Natural language region descriptions:
○ ○ ○ ○
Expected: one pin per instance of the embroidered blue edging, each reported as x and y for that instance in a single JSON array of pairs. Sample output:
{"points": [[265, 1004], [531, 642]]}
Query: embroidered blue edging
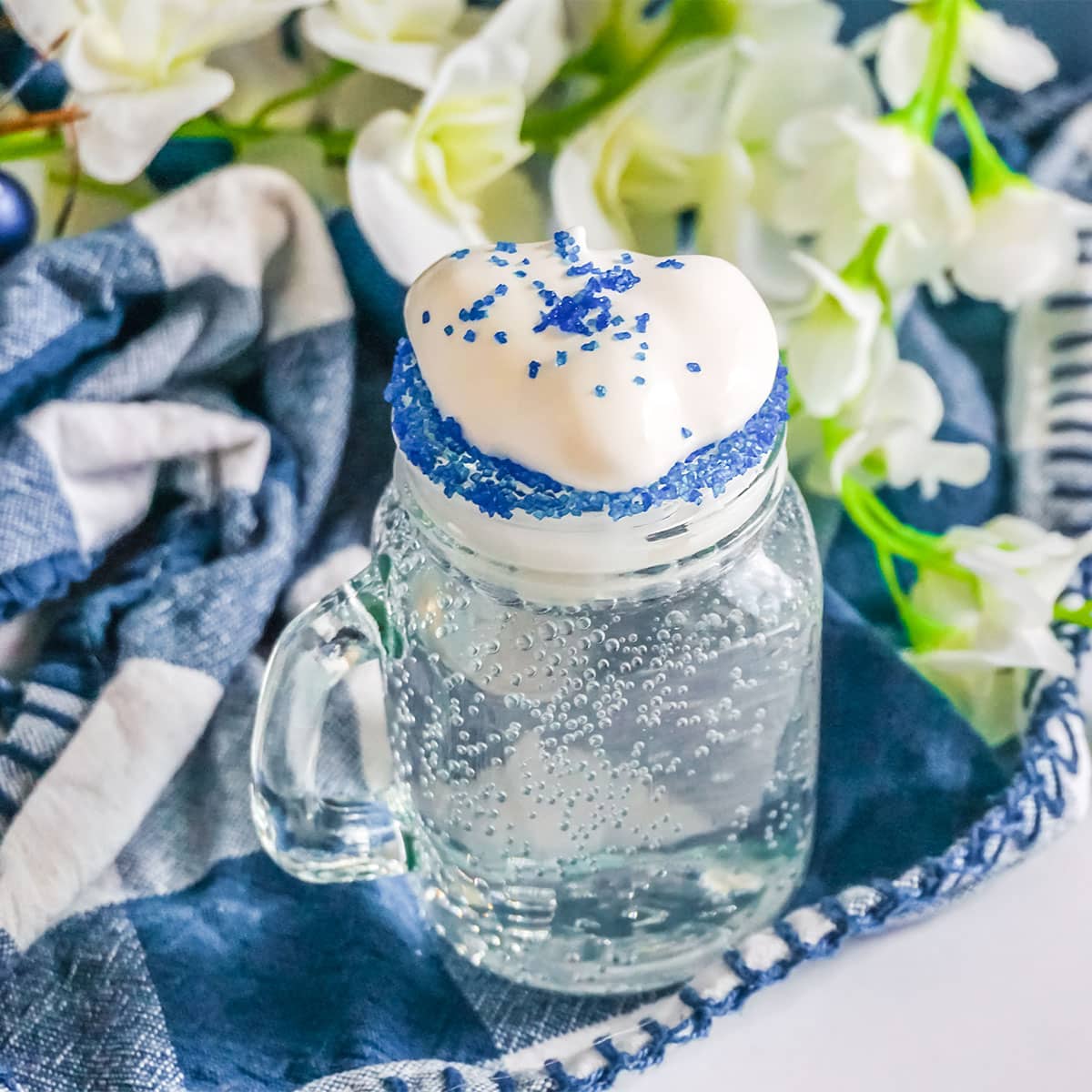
{"points": [[436, 446], [1054, 753]]}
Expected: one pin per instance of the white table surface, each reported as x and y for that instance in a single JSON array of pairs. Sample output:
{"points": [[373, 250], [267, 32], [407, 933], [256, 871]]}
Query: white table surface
{"points": [[992, 995]]}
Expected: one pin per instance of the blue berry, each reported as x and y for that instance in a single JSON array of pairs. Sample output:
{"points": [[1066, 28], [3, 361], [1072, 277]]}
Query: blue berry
{"points": [[19, 219], [185, 158]]}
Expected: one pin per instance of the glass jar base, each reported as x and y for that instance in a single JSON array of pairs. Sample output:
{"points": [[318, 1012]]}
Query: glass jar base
{"points": [[591, 939]]}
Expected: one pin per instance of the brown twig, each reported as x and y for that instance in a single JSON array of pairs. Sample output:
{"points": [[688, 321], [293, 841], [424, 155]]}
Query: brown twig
{"points": [[42, 119]]}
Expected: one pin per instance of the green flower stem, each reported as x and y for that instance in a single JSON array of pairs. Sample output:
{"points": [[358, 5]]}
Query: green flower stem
{"points": [[31, 146], [332, 76], [924, 112], [337, 143], [1081, 615], [989, 170], [691, 20], [126, 195]]}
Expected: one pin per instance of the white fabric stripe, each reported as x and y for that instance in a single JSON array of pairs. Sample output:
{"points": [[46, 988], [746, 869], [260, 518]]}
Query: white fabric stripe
{"points": [[41, 737], [87, 806], [60, 702], [266, 214], [106, 457], [15, 780]]}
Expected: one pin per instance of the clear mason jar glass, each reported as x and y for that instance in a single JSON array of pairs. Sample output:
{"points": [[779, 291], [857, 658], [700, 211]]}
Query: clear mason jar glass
{"points": [[598, 762]]}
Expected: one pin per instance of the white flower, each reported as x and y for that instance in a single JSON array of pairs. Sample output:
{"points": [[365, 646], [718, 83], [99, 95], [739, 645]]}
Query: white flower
{"points": [[846, 175], [699, 134], [830, 350], [1024, 245], [139, 69], [627, 176], [420, 184], [403, 39], [891, 430], [995, 625], [261, 70], [1009, 56]]}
○ ○ ○ ○
Task description
Quote the records in their entirety, keeping the wording exact and excluding pictures.

The completed task
Expected: one pin per instance of the embroidered blue edging, each reported as x and y for that instance in a single JSON array of pairs. Sample output:
{"points": [[265, 1004], [531, 642]]}
Query: embroidered blue edging
{"points": [[436, 446], [1054, 753]]}
Expected: one pin per instance of the white table surface, each reported as x and y for that instance in a single JSON array of pairs. Sample output:
{"points": [[373, 250], [267, 32], [407, 933], [256, 871]]}
Query: white table surface
{"points": [[992, 995]]}
Expected: one pin per instance of the blue berry, each reported as x and y for that instance in a single JSON array of pairs. Sample output:
{"points": [[1066, 28], [3, 361], [1072, 277]]}
Query: blue berry
{"points": [[19, 219], [185, 158]]}
Expected: one pin per instance of the glass jar base, each reported as x and y for that instance in a single JSON array of pairs. Sample output:
{"points": [[318, 1012]]}
Query: glass jar base
{"points": [[591, 939]]}
Expected: one pin per instance of the brown twig, each reported as x and y for that instance in a single JSON array of pairs. Sample output:
{"points": [[688, 321], [293, 841], [424, 155]]}
Query: brown twig
{"points": [[42, 119]]}
Expected: one pin per instance of the green flower stem, each reported as x and y for that instance in a single JSON array of pairs. Sample output:
{"points": [[358, 5]]}
Query: green flower stem
{"points": [[31, 146], [332, 76], [924, 112], [337, 143], [1081, 615], [989, 170], [691, 20], [126, 195]]}
Expected: one pin per instance of the white fabric stripe, each reported as x and y for that instance in a single JSON array of pairs. Sample output:
{"points": [[46, 988], [746, 869], [260, 518]]}
Query: white fabric stripe
{"points": [[41, 737], [87, 806], [60, 702], [266, 214], [106, 457], [15, 780]]}
Expected: one pin per instance of the clear mason jar glass, each reported as x and y for that instance in a single JSON array of pairs. Sample output:
{"points": [[779, 291], [857, 658], [700, 211]]}
Query: clear mason jar glass
{"points": [[598, 762]]}
Expected: one pin per instance of the white flower, each reported as x and y for that instance in a single JSON array of pairs. Sample output:
{"points": [[365, 646], [718, 83], [99, 95], [739, 645]]}
Query: white flower
{"points": [[846, 175], [699, 134], [830, 350], [1024, 245], [139, 69], [627, 176], [420, 184], [403, 39], [891, 430], [995, 625], [261, 70], [1009, 56]]}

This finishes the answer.